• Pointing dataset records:
_ _ _ _ _ _ _

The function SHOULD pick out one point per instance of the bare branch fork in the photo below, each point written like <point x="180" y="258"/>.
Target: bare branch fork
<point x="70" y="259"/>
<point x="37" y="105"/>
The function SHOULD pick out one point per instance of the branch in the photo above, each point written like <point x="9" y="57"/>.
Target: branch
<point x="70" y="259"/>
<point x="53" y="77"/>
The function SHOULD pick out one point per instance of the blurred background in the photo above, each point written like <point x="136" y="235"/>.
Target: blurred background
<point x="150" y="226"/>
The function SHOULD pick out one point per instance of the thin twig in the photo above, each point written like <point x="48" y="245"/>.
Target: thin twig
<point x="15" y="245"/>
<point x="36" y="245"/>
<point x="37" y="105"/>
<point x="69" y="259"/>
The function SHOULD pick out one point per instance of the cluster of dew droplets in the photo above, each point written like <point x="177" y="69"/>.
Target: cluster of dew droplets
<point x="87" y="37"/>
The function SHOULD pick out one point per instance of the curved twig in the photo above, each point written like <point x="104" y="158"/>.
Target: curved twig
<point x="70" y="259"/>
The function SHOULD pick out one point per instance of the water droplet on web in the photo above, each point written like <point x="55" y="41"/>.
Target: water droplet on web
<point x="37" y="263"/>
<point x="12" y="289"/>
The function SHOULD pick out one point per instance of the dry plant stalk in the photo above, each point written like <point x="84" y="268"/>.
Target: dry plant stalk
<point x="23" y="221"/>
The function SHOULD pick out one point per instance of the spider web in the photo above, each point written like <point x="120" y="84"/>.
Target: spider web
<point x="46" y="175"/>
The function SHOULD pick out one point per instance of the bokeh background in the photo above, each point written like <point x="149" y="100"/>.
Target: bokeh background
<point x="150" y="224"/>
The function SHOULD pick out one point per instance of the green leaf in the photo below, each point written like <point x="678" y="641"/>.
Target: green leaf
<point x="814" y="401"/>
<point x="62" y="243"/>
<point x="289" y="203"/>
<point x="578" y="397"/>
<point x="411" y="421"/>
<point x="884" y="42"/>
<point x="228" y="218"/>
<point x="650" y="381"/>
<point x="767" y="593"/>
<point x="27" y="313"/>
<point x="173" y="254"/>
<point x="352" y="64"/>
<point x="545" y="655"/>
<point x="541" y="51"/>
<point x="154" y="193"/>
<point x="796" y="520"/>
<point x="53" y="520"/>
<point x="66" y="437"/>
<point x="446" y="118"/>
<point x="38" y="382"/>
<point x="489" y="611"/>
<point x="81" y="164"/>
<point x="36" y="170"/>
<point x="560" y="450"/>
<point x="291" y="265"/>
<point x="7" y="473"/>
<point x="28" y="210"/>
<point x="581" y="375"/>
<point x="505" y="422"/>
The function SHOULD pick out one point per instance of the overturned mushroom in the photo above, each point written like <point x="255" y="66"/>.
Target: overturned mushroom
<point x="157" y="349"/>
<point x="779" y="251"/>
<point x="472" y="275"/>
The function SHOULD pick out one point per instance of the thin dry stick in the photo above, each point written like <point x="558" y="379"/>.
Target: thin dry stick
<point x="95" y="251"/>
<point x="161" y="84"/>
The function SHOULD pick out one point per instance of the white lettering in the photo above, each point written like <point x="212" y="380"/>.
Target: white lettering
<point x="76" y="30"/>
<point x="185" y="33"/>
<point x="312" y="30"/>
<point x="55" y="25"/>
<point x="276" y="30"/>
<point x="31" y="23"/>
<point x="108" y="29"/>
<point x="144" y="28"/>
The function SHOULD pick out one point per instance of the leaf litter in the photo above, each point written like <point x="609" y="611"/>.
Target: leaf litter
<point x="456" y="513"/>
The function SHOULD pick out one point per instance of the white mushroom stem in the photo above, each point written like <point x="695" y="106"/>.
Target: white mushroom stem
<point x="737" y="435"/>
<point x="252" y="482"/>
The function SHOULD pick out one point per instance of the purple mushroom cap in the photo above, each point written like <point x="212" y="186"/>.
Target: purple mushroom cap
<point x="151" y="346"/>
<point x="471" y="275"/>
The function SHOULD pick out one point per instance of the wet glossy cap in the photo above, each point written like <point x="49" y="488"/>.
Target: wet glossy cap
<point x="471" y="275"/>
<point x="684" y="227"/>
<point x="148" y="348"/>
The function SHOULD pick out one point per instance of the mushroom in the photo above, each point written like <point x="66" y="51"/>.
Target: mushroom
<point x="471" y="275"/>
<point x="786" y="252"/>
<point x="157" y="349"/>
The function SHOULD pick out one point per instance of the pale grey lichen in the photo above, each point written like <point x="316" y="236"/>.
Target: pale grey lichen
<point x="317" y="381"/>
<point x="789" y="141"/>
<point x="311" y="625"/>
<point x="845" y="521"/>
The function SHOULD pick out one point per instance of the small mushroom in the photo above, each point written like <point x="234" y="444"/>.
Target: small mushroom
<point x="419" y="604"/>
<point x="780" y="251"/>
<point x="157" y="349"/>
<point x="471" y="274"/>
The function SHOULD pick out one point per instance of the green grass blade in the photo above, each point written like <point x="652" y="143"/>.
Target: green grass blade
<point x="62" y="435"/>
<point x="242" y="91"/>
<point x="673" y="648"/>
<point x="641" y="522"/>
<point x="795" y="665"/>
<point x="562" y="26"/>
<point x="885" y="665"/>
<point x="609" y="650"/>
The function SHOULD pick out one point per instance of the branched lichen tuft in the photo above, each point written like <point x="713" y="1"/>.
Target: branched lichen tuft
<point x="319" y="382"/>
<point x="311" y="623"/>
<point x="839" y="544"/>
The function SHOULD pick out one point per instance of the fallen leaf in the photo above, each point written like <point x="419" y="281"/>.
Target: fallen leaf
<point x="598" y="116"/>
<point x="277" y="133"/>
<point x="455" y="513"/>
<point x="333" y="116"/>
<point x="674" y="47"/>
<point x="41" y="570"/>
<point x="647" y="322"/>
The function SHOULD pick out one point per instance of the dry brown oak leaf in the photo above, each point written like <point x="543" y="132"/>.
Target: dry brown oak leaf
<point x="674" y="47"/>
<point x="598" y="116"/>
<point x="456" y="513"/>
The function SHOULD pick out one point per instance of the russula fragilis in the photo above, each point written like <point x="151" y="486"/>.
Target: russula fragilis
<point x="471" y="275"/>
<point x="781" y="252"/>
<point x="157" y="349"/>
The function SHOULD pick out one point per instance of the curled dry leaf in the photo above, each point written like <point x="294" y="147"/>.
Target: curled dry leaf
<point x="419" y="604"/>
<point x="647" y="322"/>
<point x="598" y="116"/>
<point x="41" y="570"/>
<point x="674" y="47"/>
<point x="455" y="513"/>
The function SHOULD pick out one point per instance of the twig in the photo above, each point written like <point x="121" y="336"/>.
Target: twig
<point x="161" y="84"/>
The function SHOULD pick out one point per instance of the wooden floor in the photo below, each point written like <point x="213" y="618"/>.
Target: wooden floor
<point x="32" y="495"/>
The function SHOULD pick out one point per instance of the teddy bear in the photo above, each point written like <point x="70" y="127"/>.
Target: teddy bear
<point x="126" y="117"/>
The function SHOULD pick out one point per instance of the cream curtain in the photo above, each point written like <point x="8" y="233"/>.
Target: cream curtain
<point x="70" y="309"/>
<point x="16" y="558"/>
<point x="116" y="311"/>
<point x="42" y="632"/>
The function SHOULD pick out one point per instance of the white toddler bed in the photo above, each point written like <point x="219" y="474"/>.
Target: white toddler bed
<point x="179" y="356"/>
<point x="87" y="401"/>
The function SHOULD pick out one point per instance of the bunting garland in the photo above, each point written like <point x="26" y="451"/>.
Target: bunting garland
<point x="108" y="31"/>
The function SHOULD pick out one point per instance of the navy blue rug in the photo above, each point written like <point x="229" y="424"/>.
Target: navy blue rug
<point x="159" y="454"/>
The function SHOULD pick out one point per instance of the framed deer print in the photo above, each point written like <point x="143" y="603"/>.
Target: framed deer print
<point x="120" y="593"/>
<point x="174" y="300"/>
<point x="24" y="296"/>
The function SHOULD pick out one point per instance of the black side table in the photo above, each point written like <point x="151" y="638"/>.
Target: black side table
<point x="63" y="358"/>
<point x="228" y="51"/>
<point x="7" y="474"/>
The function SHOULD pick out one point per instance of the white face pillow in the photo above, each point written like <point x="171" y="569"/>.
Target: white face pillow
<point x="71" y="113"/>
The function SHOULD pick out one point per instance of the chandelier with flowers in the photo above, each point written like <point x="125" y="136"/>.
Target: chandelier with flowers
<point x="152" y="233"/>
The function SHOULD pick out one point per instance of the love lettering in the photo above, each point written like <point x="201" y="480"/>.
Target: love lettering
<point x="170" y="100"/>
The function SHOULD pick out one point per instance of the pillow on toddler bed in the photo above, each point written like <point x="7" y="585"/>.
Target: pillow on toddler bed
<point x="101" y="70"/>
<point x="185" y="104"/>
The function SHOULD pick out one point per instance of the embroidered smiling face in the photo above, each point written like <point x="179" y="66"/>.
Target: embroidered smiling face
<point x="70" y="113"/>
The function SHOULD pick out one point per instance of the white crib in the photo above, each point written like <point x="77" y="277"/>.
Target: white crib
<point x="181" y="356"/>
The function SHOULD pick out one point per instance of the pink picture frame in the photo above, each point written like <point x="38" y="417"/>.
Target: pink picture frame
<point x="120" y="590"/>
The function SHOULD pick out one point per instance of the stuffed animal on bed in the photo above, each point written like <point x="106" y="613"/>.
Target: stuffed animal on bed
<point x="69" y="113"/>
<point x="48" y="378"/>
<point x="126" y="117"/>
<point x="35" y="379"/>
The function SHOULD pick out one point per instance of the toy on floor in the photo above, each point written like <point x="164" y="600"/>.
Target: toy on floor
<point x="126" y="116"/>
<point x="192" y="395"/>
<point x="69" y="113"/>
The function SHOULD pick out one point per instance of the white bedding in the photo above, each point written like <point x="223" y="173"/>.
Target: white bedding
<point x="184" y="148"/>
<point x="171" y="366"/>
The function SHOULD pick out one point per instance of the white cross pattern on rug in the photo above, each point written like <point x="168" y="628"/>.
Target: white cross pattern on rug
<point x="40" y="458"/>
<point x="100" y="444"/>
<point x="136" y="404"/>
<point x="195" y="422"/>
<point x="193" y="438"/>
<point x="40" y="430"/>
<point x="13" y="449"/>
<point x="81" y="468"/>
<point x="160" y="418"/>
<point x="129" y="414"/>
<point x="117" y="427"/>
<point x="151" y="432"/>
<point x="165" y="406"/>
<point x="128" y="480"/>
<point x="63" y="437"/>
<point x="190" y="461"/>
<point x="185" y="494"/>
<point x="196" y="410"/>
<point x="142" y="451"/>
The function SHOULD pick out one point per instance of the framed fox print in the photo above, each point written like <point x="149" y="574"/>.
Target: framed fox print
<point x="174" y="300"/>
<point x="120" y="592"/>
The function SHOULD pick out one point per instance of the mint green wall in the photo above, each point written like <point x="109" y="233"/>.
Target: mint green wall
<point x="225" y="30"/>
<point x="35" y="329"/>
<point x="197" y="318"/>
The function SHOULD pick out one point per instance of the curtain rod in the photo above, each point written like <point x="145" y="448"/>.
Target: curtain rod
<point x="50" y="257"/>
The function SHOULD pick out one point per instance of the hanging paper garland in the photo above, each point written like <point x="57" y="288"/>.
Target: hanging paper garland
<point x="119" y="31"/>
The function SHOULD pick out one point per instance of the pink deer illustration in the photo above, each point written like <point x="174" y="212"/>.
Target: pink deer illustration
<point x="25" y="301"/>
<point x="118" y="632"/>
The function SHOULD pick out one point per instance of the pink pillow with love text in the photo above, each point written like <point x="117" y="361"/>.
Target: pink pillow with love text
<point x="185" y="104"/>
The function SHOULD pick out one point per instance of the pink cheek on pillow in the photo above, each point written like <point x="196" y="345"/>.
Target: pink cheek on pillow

_ _ _ _ _ _ _

• EXERCISE: Take the line that contains "the pink deer" and each line after it down to the last of the records, and retype them exactly; add nothing else.

• ANSWER IN FULL:
The function SHOULD pick out one point per instance of the pink deer illustration in the photo above, each point written like <point x="174" y="212"/>.
Target: pink deer illustration
<point x="25" y="301"/>
<point x="118" y="632"/>
The function SHOULD pick out one point per instance of the pink pillow with love text in the photo above, each point written like <point x="117" y="361"/>.
Target: pink pillow with love text
<point x="185" y="104"/>
The function SHOULD pick out one point per instance of the pink cheek on pillow in the photo above, each point written like <point x="196" y="345"/>.
Target: pink cheek on pillow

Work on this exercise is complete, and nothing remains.